• [SOURCE MATERIAL]
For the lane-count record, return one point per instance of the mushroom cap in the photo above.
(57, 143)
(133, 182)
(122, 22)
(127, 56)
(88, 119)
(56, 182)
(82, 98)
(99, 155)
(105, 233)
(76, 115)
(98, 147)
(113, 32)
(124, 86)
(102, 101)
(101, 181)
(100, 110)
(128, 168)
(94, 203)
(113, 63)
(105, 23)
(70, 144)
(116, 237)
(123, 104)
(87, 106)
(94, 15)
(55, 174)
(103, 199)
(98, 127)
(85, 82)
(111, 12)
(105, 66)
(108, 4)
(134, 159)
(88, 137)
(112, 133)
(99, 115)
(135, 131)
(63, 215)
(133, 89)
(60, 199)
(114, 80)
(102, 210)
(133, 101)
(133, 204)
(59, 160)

• [GOAL OF THE EXERCISE]
Reproduce all of the rows above verbatim, from the first line through the last point, changing nothing.

• [SOLUTION]
For the lane-count record, return one point per instance of the mushroom cap in the photo above.
(57, 143)
(133, 182)
(122, 22)
(127, 56)
(88, 119)
(56, 182)
(82, 98)
(99, 155)
(105, 233)
(76, 115)
(98, 147)
(113, 32)
(124, 86)
(102, 101)
(101, 181)
(100, 110)
(128, 168)
(94, 203)
(113, 63)
(105, 23)
(70, 144)
(116, 237)
(123, 104)
(87, 106)
(94, 15)
(55, 174)
(103, 199)
(98, 127)
(85, 82)
(111, 12)
(105, 66)
(108, 4)
(134, 159)
(88, 137)
(112, 133)
(99, 115)
(135, 131)
(63, 215)
(133, 89)
(60, 199)
(114, 80)
(102, 210)
(133, 101)
(133, 204)
(59, 160)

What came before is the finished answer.